§ **EXERCISE**
Extract the text of each entry below exactly, leaving every image behind.

§ **GIVEN DATA**
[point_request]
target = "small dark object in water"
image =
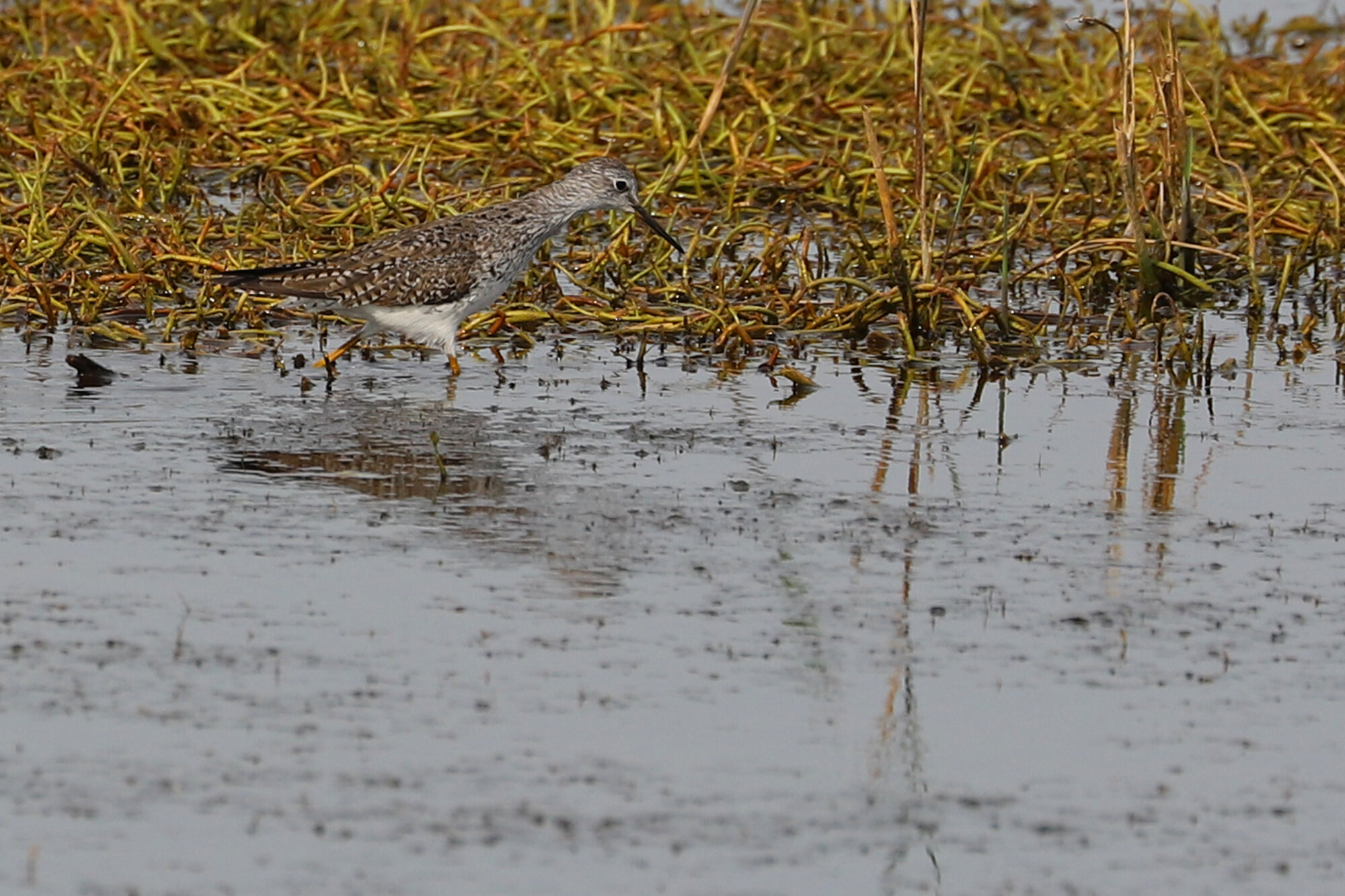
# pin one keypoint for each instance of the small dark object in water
(89, 372)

§ **SOLUTION TO THIS TASK**
[point_request]
target = "small dark object in water"
image =
# pin one keypoint for each instance of the small dark object in water
(89, 372)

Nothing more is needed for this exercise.